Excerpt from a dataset
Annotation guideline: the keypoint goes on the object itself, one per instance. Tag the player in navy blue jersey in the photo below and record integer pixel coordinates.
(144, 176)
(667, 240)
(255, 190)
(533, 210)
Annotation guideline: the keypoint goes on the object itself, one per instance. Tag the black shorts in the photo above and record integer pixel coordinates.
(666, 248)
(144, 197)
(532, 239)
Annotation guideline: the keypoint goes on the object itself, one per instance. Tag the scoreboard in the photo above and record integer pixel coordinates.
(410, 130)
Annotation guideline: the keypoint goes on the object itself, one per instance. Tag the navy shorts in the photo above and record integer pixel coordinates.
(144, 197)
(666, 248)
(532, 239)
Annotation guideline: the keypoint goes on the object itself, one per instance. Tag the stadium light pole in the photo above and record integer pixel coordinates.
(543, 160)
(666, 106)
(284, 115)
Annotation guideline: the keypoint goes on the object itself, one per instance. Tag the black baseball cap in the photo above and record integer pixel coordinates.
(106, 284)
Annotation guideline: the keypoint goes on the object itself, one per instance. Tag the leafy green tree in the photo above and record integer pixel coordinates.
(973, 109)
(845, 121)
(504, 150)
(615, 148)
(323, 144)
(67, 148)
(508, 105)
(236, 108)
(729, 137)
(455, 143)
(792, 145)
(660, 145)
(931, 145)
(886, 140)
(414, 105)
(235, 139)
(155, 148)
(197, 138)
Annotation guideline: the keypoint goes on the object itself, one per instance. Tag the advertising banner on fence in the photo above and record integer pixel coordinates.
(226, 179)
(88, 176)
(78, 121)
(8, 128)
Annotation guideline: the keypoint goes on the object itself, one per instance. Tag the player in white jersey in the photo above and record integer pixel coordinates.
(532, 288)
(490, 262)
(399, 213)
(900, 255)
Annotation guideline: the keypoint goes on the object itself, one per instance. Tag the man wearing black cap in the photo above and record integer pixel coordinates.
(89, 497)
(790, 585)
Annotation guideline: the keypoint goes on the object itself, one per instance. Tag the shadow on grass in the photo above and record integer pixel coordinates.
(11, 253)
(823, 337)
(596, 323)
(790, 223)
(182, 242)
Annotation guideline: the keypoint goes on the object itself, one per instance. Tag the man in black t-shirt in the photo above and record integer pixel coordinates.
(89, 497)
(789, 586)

DIRECTIONS - From the line containing "Tag the navy" through the final line of the listing above, retype every line exactly; leave out everything else.

ANSWER TO THIS EXERCISE -
Annotation guideline: the keypoint goes on the object itself, one per instance. Tag the navy shorts in the photo above and record integer pixel coordinates.
(144, 197)
(666, 248)
(532, 239)
Annotation guideline: the keypoint goes on the object itself, one per instance. Tag the stadium light pole in the photo above and record integer pixel coordinates.
(543, 160)
(666, 106)
(284, 115)
Annotation guideline: the keypoint goes on the object itself, one per instance. Tag the black baseball cap in the photo above and record integer pixel coordinates.
(106, 284)
Annotation guideline: the keypoint goes on the object itself, one per instance. Tag the leafy green tree in the photo above and record integer pixel coordinates.
(973, 109)
(845, 121)
(504, 150)
(615, 148)
(323, 144)
(67, 148)
(508, 105)
(236, 108)
(729, 137)
(455, 143)
(792, 145)
(660, 145)
(931, 145)
(886, 140)
(414, 105)
(235, 139)
(155, 148)
(197, 138)
Annotation guideline: the keypoint goes on the object itself, one per instance. Tag the advertising banner on fence in the photo above and record integer pixel coordinates.
(226, 179)
(88, 176)
(78, 121)
(8, 128)
Annotation guideline: the keypoint goes on the object itself, one per instance. Tag the player in white jersey in the photo above and record integer pixel coordinates.
(532, 288)
(490, 262)
(399, 213)
(900, 255)
Annotation guideline: the keypoint goes on the object itself, one per instance. Tag the man wearing black cap in the photo above and record integer pixel coordinates.
(89, 497)
(790, 585)
Annotation guideline: the keypoint goes on the object itself, one per instance. Tag the shadow on grass in the photo above and record integer pixel coordinates.
(11, 253)
(823, 337)
(596, 323)
(790, 223)
(182, 242)
Annotation guideline: the keypoint goes on the object itself, one per instance. Tag the man in black t-shirt in the photo above and record integer pixel coordinates.
(89, 497)
(789, 586)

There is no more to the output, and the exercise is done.